**Work task**
From the material below, return every line that includes "folded".

──────────

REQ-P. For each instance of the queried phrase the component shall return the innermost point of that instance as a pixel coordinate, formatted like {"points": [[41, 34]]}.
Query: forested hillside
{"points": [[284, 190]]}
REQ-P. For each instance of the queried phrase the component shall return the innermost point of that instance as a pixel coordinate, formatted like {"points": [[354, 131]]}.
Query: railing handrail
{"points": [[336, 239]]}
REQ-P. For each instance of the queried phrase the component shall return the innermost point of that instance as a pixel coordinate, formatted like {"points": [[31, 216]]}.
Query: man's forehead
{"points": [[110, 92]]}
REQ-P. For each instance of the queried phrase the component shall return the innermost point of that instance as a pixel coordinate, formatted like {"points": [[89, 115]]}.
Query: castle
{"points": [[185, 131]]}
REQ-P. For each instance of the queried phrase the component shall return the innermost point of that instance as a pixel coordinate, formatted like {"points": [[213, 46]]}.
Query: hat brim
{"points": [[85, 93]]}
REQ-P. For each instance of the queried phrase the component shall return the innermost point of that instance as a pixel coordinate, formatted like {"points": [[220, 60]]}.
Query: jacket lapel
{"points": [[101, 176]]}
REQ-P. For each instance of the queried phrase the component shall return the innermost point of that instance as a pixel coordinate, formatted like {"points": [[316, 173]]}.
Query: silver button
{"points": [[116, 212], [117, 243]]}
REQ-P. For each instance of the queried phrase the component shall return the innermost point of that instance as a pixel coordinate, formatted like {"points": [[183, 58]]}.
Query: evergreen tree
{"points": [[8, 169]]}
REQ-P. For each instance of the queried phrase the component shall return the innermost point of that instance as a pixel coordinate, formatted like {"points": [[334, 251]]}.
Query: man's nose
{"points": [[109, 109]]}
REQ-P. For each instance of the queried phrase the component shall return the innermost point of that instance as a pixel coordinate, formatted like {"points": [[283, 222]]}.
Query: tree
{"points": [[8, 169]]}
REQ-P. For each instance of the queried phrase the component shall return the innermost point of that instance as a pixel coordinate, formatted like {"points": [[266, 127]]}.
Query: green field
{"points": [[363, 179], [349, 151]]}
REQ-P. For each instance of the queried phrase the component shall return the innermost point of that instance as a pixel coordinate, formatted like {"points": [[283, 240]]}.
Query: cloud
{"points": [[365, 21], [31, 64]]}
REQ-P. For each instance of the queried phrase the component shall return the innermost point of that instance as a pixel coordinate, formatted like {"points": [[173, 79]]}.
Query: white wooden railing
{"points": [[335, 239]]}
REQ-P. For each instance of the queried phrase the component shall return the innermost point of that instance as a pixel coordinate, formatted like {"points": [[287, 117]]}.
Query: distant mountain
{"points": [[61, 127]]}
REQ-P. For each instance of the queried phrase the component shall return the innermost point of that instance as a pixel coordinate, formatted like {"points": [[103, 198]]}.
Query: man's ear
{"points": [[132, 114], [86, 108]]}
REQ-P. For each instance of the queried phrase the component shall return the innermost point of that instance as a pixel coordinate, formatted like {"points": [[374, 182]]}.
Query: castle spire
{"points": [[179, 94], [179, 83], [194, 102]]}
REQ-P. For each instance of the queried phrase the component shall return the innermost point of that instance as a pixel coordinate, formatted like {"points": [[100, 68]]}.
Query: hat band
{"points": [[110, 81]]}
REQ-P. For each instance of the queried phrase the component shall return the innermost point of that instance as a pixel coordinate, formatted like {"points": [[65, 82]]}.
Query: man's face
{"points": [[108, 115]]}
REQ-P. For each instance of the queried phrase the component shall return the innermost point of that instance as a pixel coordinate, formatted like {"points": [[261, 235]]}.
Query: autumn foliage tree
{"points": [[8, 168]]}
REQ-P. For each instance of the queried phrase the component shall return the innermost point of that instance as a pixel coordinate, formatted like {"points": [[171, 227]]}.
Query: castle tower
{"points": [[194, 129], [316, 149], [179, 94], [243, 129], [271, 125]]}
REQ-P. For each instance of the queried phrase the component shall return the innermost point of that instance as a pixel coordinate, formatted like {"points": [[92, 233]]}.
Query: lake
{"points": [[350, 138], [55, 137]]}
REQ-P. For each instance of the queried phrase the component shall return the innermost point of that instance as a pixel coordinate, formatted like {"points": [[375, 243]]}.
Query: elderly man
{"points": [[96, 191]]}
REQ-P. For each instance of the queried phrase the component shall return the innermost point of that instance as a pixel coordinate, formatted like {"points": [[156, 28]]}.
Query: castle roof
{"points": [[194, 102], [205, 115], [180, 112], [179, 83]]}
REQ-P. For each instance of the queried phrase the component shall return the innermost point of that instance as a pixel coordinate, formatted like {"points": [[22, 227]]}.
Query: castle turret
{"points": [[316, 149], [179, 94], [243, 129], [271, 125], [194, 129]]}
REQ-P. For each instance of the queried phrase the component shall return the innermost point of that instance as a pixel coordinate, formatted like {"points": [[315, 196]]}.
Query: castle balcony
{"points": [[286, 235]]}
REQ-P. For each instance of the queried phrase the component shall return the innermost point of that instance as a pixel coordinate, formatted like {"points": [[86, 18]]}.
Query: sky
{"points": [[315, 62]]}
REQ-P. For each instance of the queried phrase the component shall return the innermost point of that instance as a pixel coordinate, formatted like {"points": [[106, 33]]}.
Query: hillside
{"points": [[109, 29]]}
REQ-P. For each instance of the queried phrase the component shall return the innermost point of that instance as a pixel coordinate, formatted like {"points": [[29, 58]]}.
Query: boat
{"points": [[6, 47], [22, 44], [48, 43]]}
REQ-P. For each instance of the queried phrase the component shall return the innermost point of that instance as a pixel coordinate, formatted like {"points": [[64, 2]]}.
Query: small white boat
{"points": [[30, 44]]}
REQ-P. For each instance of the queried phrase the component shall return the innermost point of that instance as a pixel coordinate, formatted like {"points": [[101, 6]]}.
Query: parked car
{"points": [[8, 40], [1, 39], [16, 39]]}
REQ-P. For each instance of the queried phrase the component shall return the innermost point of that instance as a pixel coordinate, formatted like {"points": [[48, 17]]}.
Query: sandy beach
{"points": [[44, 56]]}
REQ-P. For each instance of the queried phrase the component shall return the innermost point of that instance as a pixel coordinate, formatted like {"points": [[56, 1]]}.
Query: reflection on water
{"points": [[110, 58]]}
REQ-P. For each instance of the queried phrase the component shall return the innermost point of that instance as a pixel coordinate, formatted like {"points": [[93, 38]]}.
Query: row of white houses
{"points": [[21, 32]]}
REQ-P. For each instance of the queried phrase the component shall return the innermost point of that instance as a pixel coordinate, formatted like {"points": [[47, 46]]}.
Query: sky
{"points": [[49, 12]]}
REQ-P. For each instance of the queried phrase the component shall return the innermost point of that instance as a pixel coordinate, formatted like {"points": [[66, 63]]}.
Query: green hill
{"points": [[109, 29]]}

──────────

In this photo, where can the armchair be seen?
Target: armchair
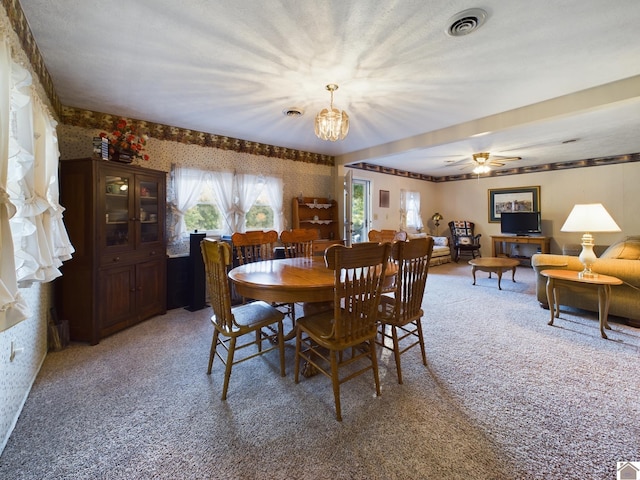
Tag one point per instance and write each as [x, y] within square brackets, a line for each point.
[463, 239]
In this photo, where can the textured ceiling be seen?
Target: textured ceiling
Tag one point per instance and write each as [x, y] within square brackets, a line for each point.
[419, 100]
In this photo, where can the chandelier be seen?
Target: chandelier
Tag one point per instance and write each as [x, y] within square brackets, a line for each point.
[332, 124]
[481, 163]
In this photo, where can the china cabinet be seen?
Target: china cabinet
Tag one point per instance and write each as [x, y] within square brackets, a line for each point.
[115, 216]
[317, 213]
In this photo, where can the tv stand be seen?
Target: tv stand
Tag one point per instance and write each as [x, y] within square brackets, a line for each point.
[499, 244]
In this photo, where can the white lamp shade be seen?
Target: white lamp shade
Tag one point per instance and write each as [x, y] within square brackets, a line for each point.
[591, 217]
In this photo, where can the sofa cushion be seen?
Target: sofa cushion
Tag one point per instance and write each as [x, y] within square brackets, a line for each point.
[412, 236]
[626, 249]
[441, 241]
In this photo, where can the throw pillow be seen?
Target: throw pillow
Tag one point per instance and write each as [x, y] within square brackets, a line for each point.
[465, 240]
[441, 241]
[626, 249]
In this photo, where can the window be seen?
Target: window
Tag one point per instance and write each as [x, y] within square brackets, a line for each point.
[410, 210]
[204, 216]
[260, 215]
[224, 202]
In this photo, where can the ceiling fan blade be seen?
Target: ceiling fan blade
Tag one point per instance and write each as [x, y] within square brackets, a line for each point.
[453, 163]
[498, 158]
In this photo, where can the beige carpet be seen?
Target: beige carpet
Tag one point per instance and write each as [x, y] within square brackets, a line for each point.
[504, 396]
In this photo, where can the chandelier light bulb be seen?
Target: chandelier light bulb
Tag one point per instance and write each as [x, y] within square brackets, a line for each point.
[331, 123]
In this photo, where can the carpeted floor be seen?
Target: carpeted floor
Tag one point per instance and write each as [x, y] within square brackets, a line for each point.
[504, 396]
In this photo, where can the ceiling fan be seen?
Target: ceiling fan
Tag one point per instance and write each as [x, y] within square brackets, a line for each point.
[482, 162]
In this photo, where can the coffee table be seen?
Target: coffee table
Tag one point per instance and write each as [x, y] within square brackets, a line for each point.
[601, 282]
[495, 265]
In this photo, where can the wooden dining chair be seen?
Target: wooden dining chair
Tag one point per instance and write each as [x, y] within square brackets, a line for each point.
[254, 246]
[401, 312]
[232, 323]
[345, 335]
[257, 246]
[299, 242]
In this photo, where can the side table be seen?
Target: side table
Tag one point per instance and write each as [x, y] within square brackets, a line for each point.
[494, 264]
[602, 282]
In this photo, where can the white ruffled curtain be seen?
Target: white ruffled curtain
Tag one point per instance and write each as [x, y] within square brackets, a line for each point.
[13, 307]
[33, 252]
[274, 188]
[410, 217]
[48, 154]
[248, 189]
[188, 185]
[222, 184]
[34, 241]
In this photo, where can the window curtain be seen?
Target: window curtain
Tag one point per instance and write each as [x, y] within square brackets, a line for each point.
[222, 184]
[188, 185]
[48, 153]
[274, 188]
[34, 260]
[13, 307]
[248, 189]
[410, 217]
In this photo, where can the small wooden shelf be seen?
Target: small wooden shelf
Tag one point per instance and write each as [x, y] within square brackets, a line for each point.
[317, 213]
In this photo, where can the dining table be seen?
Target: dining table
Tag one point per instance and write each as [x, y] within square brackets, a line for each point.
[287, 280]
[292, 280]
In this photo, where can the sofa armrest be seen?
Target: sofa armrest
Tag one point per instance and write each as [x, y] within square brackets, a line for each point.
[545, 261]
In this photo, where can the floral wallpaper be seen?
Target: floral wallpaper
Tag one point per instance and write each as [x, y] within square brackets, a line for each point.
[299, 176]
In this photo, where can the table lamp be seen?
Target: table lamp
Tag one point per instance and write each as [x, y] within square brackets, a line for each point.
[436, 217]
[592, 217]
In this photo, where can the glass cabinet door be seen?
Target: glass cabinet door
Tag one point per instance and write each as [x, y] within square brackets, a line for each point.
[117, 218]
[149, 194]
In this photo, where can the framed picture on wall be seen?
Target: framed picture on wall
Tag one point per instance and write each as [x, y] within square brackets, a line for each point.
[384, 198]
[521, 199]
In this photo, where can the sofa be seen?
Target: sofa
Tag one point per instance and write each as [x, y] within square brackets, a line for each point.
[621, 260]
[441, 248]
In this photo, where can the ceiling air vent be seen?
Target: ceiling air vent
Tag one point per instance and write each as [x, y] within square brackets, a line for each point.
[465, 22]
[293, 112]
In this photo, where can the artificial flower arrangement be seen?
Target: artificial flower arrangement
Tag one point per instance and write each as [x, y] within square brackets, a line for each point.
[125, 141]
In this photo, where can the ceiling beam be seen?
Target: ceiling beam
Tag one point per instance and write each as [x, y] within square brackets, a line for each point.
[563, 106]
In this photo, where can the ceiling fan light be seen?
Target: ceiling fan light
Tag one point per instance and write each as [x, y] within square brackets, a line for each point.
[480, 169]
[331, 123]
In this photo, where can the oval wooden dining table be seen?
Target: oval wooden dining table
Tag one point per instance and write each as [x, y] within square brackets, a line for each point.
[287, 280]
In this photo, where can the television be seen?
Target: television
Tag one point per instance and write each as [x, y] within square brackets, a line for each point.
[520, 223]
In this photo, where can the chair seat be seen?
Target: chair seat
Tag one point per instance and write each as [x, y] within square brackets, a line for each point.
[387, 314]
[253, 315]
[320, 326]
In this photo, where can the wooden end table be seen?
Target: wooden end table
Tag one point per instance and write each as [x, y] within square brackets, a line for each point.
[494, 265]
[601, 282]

──────────

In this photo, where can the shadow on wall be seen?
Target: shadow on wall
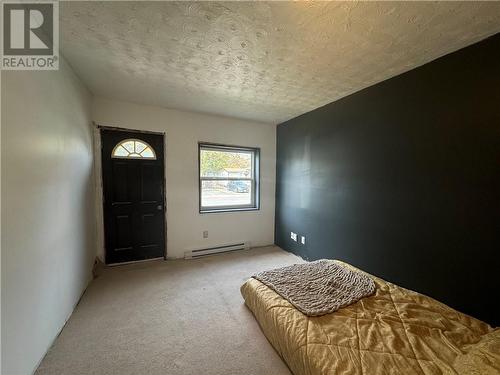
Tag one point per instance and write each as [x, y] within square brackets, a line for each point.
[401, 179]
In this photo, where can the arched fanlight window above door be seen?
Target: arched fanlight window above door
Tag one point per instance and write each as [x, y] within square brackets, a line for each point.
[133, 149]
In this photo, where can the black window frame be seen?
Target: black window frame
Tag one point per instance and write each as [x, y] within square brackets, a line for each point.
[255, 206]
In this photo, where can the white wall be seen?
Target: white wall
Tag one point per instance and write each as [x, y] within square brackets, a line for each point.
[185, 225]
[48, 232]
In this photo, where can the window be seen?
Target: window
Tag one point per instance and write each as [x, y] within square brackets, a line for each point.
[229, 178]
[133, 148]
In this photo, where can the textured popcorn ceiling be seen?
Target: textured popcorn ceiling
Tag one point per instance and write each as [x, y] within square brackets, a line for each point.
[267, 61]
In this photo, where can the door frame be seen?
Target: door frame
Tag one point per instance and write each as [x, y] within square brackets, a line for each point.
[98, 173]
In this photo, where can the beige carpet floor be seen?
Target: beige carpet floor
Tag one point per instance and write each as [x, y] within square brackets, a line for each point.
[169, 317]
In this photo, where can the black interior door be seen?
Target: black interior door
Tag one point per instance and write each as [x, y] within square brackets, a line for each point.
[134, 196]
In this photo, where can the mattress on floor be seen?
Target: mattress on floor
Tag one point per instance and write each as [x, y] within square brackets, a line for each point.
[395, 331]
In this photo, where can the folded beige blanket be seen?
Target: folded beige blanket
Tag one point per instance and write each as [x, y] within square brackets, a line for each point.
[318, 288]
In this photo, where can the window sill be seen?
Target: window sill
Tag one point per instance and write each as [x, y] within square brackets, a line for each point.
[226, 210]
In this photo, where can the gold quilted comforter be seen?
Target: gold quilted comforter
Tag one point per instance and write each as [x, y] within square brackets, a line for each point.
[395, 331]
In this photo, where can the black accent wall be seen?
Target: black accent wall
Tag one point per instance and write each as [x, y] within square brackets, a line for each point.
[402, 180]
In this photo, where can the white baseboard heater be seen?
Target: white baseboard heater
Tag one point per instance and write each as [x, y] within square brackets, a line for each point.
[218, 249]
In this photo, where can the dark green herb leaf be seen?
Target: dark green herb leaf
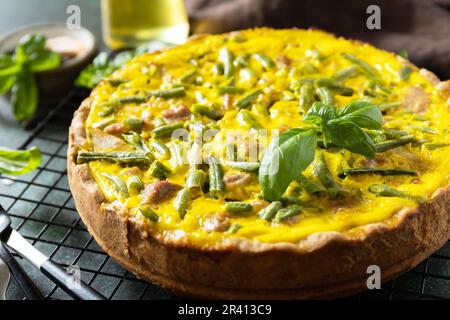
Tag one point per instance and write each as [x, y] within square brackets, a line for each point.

──────────

**Written solution**
In this photo, where can the folded beige blanket be seen?
Target: folded beige blanket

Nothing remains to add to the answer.